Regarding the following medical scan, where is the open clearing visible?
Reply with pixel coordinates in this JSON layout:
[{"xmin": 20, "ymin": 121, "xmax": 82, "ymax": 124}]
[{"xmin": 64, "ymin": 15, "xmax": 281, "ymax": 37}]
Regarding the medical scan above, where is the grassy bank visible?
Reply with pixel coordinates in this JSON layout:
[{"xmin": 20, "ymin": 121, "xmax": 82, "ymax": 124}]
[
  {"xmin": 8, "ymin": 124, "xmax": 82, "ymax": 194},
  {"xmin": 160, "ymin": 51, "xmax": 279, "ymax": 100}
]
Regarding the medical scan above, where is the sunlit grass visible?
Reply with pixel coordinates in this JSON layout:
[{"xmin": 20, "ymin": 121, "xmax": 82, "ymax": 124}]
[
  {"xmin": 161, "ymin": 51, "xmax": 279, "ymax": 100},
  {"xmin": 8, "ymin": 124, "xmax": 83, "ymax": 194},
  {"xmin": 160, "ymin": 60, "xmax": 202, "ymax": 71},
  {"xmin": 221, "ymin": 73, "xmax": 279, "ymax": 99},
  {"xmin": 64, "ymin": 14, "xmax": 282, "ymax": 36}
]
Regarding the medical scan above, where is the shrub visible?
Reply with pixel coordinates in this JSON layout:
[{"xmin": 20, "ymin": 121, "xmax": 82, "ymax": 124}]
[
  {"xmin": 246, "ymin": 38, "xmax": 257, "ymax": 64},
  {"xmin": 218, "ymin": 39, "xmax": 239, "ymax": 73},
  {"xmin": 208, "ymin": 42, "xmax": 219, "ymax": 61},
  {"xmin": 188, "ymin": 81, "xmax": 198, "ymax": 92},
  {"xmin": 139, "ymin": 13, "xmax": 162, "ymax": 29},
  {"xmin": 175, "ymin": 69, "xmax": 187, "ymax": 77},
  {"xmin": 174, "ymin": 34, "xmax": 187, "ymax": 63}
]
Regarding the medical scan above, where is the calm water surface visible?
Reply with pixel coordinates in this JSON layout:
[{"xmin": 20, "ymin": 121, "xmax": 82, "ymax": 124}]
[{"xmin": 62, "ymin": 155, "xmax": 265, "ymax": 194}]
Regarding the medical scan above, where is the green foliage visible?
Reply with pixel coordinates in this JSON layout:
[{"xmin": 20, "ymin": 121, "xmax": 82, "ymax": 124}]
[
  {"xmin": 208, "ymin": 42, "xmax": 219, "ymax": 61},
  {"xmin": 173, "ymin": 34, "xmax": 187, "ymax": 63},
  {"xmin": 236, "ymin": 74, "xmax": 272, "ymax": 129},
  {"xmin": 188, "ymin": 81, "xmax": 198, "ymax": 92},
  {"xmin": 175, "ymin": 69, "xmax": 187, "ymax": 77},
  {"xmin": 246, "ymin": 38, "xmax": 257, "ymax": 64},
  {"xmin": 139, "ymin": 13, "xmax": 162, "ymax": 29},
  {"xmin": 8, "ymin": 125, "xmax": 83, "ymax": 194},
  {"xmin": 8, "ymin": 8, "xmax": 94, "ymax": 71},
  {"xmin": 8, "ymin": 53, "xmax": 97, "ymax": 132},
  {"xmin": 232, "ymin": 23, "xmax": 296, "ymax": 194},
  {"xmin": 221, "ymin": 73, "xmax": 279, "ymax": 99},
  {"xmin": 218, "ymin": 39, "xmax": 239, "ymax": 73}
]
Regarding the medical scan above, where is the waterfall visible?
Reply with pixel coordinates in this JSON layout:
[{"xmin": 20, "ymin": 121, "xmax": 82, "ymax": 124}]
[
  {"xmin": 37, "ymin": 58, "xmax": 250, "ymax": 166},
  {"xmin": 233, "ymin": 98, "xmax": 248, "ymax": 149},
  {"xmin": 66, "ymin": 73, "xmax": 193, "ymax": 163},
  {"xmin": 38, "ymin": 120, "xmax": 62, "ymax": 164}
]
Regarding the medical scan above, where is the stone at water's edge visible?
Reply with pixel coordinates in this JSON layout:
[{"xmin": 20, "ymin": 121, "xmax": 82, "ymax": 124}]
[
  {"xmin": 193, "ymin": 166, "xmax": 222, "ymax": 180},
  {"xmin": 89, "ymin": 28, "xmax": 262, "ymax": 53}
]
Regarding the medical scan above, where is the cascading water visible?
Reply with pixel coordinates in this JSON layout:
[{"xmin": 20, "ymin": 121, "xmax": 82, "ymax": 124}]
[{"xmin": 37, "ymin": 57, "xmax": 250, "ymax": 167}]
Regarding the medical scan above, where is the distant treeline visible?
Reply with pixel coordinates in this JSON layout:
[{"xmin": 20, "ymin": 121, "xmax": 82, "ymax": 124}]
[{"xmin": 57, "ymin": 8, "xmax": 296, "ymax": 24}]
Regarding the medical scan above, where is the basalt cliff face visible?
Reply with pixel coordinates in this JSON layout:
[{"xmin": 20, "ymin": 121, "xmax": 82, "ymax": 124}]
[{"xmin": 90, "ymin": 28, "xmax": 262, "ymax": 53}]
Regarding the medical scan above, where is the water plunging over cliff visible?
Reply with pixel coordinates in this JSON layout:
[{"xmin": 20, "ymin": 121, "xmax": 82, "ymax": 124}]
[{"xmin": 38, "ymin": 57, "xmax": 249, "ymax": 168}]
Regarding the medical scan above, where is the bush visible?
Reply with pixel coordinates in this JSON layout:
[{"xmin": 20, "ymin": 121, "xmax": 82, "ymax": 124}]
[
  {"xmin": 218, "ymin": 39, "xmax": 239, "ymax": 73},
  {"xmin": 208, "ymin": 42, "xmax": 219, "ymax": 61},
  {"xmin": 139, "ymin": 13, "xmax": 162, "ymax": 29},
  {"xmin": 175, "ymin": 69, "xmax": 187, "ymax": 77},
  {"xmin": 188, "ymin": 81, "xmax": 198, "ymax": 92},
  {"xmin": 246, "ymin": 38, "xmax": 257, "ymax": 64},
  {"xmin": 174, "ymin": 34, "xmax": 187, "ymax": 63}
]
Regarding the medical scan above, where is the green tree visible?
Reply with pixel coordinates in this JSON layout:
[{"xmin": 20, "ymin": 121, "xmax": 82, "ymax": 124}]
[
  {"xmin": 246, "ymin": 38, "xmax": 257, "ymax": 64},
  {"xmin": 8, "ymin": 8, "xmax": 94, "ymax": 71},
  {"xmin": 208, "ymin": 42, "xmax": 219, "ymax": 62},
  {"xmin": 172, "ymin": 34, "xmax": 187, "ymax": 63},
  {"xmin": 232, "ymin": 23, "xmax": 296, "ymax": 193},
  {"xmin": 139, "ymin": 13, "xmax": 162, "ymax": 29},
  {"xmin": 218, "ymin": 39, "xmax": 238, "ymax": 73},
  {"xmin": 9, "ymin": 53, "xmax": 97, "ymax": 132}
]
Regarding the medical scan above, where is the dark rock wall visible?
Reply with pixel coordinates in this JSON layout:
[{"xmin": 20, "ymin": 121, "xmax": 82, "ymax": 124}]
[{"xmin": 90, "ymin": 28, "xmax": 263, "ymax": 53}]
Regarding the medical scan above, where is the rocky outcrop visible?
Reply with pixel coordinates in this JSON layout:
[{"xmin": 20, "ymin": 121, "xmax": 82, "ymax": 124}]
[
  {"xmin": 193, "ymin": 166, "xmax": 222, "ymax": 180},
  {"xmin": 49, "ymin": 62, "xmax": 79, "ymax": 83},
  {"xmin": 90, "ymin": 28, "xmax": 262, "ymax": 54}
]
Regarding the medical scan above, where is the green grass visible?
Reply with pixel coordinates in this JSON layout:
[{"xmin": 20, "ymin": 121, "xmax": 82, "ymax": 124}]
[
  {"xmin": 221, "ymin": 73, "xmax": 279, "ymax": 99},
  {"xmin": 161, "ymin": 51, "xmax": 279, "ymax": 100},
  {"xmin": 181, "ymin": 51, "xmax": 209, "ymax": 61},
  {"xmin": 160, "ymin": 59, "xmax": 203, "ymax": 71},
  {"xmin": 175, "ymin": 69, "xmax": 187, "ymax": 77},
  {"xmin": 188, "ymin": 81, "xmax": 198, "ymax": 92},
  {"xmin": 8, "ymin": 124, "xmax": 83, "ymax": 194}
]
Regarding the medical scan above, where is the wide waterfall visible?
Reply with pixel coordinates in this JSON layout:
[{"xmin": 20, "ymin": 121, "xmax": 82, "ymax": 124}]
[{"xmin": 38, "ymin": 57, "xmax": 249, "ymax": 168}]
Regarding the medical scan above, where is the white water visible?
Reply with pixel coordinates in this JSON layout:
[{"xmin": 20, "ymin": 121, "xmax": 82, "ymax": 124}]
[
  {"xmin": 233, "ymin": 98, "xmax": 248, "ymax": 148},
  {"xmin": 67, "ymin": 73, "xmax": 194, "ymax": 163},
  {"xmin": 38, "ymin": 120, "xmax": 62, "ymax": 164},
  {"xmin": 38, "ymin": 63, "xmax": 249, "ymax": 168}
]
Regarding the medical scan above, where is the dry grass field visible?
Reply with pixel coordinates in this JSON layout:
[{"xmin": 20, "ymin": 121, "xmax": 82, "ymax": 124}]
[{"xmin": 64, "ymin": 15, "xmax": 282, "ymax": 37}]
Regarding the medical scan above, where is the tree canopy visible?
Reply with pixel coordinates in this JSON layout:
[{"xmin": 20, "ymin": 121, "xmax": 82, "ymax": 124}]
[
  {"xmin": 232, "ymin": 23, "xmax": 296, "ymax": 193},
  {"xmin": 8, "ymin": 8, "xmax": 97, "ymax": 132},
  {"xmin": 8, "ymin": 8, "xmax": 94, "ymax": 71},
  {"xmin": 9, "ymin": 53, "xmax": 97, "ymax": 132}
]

★ ★ ★ ★

■ **Aim of the task**: Filter the entries by the string "waterfall" and copy each matching line.

■ **Answer box**:
Regarding the medical scan above, where is the waterfall visible?
Regarding the medical scan above, where is the wide waterfall visible?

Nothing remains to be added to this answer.